/---

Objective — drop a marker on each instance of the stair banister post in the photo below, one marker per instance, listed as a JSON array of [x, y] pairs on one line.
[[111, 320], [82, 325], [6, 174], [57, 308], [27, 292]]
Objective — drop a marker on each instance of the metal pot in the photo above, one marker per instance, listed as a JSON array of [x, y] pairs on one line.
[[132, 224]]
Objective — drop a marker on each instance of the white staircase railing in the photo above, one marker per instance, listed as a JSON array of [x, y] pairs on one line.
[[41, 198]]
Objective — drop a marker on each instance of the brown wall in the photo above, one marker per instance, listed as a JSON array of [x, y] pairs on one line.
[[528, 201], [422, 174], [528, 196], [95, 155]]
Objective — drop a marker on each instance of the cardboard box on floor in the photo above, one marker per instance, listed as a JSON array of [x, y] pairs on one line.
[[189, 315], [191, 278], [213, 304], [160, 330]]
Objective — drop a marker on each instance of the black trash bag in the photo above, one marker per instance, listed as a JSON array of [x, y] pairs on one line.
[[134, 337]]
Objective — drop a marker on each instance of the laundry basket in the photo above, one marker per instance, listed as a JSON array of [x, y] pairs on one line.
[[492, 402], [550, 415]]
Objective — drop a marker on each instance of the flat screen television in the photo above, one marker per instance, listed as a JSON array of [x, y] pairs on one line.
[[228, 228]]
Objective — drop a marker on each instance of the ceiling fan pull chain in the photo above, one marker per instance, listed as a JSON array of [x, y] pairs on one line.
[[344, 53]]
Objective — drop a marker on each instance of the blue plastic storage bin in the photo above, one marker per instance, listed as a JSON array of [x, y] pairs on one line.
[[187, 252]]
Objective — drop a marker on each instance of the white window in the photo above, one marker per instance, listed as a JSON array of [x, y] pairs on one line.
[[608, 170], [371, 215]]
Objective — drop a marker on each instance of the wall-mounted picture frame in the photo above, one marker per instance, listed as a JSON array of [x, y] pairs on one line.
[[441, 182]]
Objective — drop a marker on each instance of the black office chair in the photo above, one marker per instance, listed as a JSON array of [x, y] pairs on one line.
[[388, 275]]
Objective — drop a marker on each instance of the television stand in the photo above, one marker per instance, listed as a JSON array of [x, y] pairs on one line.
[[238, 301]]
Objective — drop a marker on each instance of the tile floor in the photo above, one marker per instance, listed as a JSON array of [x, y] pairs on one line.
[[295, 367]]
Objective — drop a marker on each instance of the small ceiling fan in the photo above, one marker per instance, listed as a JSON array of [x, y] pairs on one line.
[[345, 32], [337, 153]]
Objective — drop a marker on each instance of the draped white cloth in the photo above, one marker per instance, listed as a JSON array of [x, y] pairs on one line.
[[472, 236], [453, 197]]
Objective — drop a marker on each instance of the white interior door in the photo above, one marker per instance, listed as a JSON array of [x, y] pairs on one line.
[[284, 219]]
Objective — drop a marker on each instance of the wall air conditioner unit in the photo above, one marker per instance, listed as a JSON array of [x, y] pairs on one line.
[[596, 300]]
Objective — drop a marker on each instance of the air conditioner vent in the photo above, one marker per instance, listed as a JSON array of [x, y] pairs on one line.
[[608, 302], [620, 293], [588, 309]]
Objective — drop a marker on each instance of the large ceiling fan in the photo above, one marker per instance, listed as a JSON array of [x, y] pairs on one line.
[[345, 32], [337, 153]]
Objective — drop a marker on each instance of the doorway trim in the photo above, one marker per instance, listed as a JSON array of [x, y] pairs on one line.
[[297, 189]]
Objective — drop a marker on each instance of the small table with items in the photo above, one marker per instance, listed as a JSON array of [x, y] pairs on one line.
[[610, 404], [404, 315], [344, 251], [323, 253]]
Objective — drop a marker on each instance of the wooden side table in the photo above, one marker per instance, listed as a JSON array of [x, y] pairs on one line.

\---

→ **Your goal**
Quote every entry above word for word, keeping their order.

→ **Completed exercise**
Objective — drop a marker on each instance of the stair banister post in the photo below, one marker per instance, listed as a JSON array of [x, y] pairs on one line.
[[111, 320], [82, 325], [6, 174], [57, 308], [27, 292]]
Objective — drop a marker on each instance of the metal pot in the photo above, one marker per instance, listed as a JSON array of [x, y] pairs on one line.
[[132, 224]]
Objective — drop a marker on each instance of the white staircase railing in the photo above, one marker per instance, listed as a JSON array of [x, y] pairs on one line.
[[41, 198]]
Objective — drop a marker on each instance of the brown wall in the photo above, one marker per instance, listed as a JSON array of [x, y] pairs on one line.
[[528, 201], [422, 174], [528, 196], [95, 155]]
Objective — drop a marker on each instance of the cardboard box on floor in the photo above, one marker per instance, listed as a JSON array of [x, y] pairs on one line.
[[189, 315], [191, 278], [213, 304], [160, 330]]
Objective — drop a marker on each instance of the black trash bag in the photo above, one marker per instance, listed as a JSON array of [x, y] pairs on one line.
[[134, 337]]
Objective — drop a marker on each instance of the laundry basket in the photo above, one marker per instance, listed as a JSON array of [x, y] pairs on one line.
[[492, 402], [550, 415]]
Objective — drop a marker on each instance of the flat screen television in the photo above, one marker per instance, listed as a JSON array of [x, y] pairs on one line.
[[228, 228]]
Objective — drop a marker on each instance of the ceiling fan pull chain in the photo above, one marker per instance, listed as a JSON array of [x, y] pairs on one line.
[[344, 53]]
Objective — drop a marker on each instance of the blue plastic storage bin in the photo above, one marker per instance, listed as a JSON array of [x, y] pairs on one line.
[[187, 252]]
Objective — drop a marker on each instance of the white window in the photo above, one marker per instance, listed as a JSON array of [x, y] pairs on one line.
[[608, 170], [371, 215]]
Objective — drop a marker on each instance of the wall-mounted picture frame in the photo above, one marker per instance, listed as a JSON array of [x, y] pairs on one line.
[[441, 182]]
Objective — drop a marker on each instance of the black office chair in the photo above, one marker per instance, listed as a JSON array of [x, y] pairs on one line.
[[388, 275]]
Objective — drop a marker on each instance of the television stand in the photo above, one marker per instance, listed as a JSON array of [x, y] pairs on one line.
[[238, 301]]
Objective — drop a marker on each instance of the tile floor in the photo above, one marker per instance, listed as a JSON array of [x, y] pairs on one line.
[[295, 367]]
Objective — drop a marker on each instance of the small ceiling fan in the photo above, one marker per instance, listed as a JSON array of [x, y] pairs on one line.
[[345, 32], [337, 153]]
Objective — drop a marker on each instance of the draped white cloth in the photo above, one marker per instance, listed as a JSON array of [x, y] pairs on one line.
[[472, 236], [453, 197]]
Objective — drop a marker on each instance of the white interior door in the photo above, one marker per instance, listed as a JSON array of [x, y] pairs on one line.
[[284, 219]]
Objective — drop a marker on each instance of the wall air conditioner unit in the photo above, one marker per instance, listed as a JSON array of [x, y] pairs on one line.
[[596, 300]]
Objective — drop a marker on each instance of the air conditioner vent in the photo above, one marker per instance, listed as a JSON array of [x, y] pairs on one line.
[[608, 302], [620, 293], [588, 309]]
Objective — drop a marker on each instance of the large ceiling fan in the photo above, one marker per instance, listed as a JSON array of [x, y] pairs on one line.
[[345, 32], [337, 153]]
Objective — drop a marker on each instance of the doorway trim in the photo above, one marker per instance, listed as a JSON array of [x, y] pairs on one line.
[[297, 189]]
Objective — drop a marker on each instance of the small table with items in the photo above, one marker per instance, listed as a JSON array of [x, y] pairs on one line.
[[610, 404], [404, 315], [344, 251], [323, 253]]
Objective — drop a marker on each instance of the wooden side table in the photo above, one marker per instance, listed as a JSON array of [x, y] pairs on one line.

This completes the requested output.